TASK DESCRIPTION — In the Hyliion stock report, what position was Shiva Duraiswamy appointed to on October 14, 2021?
┌─ TEXT PASSAGE
Speculative Bets on These US-Listed Small-Cap Stocks – HYLN, CCHWF, AZRE

Dec 14, 2021 | Team Kalkine
Speculative Bets on These US-Listed Small-Cap Stocks – HYLN, CCHWF, AZRE

Hyliion Holdings Corp.

HYLN Details

Hyliion Holdings Corp. (NYSE: HYLN) is a designer, developer, and marketer of electrified powertrain solutions to reduce carbon intensity and greenhouse gas (GHG) emissions of Class 8 commercial trucks. The company uses its advanced software algorithms and data analytics capabilities, enabling fleets to decrease their fuel and operating expenses and integrate seamlessly with their existing fleet operations. With its electric hybrid system in testing and the Hypertruck ERX system in the prototype phase, the company is at the pre-commercialization stage of development.

Latest News:

  • Key Appointment: On October 14, 2021, HYLN appointed Mr Shiva Duraiswamy as Vice President of Engineering. He will lead technical teams at HYLN focusing on powertrain and battery innovation initiatives and control and software system implementation.

Q3FY21 Results:

  • Surge in Loss from Operations: The core business operations of HYLN have yet to generate revenue. It reported an expansion in loss from operations to USD 26.81 million during Q3FY21 (ended September 30, 2021) compared to USD 5.05 million during Q3FY20 due to an increase in research & development (R&D) and selling, general and administrative (SG&A) expenses.
  • Expansion of Net Loss: HYLN reported an increase in net losses to USD 26.62 million during Q3FY21 vs. USD 9.10 million during Q3FY20.
  • Cash and Debt Position: As of September 30, 2021, the company had cash & cash equivalents (including short-term investments) of USD 433.95 million and no outstanding debt.

Key Risks:

  • Supplier Concentration Risk: HYLN's electric powertrain solutions rely on highly sophisticated and complicated software and hardware developed and maintained in-house or by third parties. These software and hardware may have flaws, faults, or vulnerabilities that, if not discovered promptly, could harm the company's reputation, lead to customer loss, and impact its business.

Outlook:

  • Revenue Guidance: HYLN stated on November 09, 2021, that it expects to begin deliveries of its Hybrid eX in Q4FY21.
  • Operating Expense Guidance: It also expects its operational expenditures, including R&D and SG&A expenses, to be in the range of USD 110 - 120 million for FY21.

HYLN Daily Technical Chart (Source: REFINITIV)

Stock Recommendation:

HYLN's share price has declined 58.67% in the past nine months and is currently leaning towards the lower-band of its 52-week range of USD 5.63 to USD 22.25. The stock is currently trading below its 50 and 200 DMA levels, and its RSI Index is at 33.80.
└─
┌─ INFORMATION SUPPLIED
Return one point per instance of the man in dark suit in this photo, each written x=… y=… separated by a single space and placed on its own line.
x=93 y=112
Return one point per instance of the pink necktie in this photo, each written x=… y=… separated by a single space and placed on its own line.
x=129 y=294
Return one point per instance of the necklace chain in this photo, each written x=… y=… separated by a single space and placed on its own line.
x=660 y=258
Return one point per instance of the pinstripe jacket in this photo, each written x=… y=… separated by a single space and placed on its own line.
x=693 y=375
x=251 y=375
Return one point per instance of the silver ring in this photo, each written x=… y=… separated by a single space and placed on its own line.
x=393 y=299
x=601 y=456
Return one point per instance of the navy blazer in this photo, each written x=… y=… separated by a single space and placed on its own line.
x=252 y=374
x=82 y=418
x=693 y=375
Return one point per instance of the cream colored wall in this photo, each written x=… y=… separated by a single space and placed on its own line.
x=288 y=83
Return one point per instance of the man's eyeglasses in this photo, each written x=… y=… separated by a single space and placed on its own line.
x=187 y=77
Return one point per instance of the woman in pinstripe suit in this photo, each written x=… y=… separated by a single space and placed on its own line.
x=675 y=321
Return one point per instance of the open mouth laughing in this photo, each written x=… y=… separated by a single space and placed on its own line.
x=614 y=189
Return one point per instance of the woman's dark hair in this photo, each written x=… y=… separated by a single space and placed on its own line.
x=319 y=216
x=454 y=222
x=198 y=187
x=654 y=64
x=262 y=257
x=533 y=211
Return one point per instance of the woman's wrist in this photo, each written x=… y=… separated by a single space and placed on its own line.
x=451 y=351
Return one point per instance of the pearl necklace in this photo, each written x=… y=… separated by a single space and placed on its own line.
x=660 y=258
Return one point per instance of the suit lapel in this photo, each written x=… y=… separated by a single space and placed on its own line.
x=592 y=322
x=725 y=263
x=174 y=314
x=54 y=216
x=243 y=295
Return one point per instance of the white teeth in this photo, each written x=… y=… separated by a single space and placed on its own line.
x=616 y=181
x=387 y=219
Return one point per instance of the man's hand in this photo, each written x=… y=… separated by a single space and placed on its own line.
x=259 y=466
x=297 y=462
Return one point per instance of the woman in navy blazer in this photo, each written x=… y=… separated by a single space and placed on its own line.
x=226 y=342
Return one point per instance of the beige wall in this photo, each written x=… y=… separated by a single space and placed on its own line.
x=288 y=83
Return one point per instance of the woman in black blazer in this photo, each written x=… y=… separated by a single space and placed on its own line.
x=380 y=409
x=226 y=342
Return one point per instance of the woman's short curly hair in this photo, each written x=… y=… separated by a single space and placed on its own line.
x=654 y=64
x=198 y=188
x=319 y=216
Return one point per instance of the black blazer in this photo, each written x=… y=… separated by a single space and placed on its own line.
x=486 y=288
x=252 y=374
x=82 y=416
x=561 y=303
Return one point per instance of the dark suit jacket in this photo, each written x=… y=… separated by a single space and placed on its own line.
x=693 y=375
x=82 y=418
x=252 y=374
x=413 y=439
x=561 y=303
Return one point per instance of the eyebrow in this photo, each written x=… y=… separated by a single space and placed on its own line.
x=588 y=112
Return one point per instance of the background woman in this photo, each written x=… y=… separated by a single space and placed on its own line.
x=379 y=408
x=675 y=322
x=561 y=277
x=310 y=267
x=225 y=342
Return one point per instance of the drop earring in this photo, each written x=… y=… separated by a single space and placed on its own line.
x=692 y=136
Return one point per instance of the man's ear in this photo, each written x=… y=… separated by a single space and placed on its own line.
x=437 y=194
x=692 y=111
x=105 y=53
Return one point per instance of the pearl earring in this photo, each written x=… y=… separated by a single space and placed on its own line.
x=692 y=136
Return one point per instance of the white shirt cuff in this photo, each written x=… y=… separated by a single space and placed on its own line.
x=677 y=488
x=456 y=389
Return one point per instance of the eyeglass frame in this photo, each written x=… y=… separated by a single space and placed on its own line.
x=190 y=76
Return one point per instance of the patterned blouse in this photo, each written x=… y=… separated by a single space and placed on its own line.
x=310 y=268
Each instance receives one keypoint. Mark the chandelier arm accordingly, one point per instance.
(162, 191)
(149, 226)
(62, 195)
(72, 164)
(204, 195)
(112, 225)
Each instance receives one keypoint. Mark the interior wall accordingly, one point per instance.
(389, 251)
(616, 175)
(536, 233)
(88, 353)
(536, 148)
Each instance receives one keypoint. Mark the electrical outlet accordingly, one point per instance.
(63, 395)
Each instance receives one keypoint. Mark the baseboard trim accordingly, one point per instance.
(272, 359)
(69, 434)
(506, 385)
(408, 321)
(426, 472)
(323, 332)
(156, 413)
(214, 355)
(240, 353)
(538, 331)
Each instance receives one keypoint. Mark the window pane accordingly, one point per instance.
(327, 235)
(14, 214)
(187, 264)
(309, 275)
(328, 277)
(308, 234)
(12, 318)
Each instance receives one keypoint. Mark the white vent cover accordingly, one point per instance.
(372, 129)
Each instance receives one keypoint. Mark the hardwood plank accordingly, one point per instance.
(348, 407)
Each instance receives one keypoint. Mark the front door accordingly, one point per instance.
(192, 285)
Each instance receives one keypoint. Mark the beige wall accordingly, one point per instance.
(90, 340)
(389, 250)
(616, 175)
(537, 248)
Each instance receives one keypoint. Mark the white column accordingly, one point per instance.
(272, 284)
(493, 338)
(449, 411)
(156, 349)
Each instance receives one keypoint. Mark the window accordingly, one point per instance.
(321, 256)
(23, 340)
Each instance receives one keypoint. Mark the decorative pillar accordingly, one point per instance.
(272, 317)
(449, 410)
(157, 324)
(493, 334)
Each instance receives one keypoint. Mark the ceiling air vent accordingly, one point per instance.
└─
YOUR SOLUTION — Vice President of Engineering